=== Source text ===

They can kind of in P4 Golden. But the team attacks are pre-set and are only between these pairs when they're in the same party after using an all out attack where the enemy survives.

Yukiko and Chie-Twin Dragons
Yosuke and Teddie-Junes Bomber 
Kanji and Naoto- Beauty and the Beast

Yu Naruki/Souji Seta/Whatever the hell you named him doesn't get any team spells.

Anyway back on topic. I'm gonna choose P4 over P3. The battle system was better and so was gaining experience. Also I kinda liked the lighter atmosphere of P4 a little bit better.


----------



## The World (Apr 24, 2013)

P3P had the same battle system


----------



## Raidou Kuzunoha (Apr 24, 2013)

P3P was essentially P3 lite but without the headaches of AI only teammates. Downside is that it looks crap in comparison to the PS2 version and lacks the epilogue chapter. And for some reason I find it redundant and can't finish it for the life of me.


----------



## Kirin Thunderclap (Apr 24, 2013)

Persona 3 is better IMO.


----------



## FoxxyKat (Apr 25, 2013)

I enjoyed Persona 4 more, but P3 wasn't bad at all. Two great games. There were more scenes that made me laugh in P4, though.


----------



## Bilaal (Apr 26, 2013)

p4 wins for better gameplay alone. it was less tedious, and better executed. the lighter story is fine and very enjoyable, dark and serious doesn't mean its better or more mature or whatever


----------

=== Information supplied ===

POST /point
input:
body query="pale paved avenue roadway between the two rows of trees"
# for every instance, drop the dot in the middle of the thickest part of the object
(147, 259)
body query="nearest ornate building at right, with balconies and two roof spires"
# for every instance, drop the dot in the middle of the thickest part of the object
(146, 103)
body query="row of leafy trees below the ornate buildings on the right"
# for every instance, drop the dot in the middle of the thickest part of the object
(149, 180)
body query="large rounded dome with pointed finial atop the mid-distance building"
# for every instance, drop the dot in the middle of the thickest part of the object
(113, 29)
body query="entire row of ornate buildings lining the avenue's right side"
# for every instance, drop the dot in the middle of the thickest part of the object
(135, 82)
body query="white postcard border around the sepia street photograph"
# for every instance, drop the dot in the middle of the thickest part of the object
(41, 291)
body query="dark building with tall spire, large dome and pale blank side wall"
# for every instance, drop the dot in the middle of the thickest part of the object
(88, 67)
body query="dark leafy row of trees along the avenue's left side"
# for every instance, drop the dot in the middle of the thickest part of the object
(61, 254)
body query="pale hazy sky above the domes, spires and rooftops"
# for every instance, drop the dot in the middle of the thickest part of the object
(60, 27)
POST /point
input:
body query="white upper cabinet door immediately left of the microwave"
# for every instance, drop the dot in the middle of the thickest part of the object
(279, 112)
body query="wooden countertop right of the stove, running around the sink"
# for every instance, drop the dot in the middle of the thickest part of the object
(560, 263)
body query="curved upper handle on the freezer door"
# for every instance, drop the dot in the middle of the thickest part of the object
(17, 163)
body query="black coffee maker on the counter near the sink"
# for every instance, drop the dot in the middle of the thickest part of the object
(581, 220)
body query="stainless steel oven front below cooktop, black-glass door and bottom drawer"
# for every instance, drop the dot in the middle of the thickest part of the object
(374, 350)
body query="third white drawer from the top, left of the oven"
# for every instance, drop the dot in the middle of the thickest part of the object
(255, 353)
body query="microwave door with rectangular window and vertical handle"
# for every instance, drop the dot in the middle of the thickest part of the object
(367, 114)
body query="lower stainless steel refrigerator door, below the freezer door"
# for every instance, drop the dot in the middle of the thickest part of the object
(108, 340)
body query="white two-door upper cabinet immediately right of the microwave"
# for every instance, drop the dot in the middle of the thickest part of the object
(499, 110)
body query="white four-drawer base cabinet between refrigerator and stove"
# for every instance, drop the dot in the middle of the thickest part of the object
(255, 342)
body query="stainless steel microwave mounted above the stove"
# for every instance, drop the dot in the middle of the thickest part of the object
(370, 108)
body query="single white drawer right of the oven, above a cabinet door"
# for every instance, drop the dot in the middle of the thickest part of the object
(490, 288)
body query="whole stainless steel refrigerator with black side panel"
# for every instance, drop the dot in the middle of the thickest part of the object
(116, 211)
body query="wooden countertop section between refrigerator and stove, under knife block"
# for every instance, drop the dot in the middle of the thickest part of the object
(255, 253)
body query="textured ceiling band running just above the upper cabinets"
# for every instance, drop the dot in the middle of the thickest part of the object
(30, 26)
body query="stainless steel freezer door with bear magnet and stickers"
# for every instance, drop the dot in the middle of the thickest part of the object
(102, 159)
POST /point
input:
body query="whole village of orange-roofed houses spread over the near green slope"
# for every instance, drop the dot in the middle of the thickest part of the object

===

Actions to take →
A. In the Persona forum thread, retype everything from "P3P was essentially" down to "life of me.".
B. Answer these questions from the Persona forum thread:
(i) Which pair shares the team attack called Beauty and the Beast?
(ii) According to Raidou Kuzunoha, which chapter does P3P lack?
(iii) What did FoxxyKat say there were more of in P4?

Written answers →
A.
P3P was essentially P3 lite but without the headaches of AI only teammates. Downside is that it looks crap in comparison to the PS2 version and lacks the epilogue chapter. And for some reason I find it redundant and can't finish it for the life of me.

B.
(i) Kanji and Naoto
(ii) The epilogue chapter
(iii) Scenes that made FoxxyKat laugh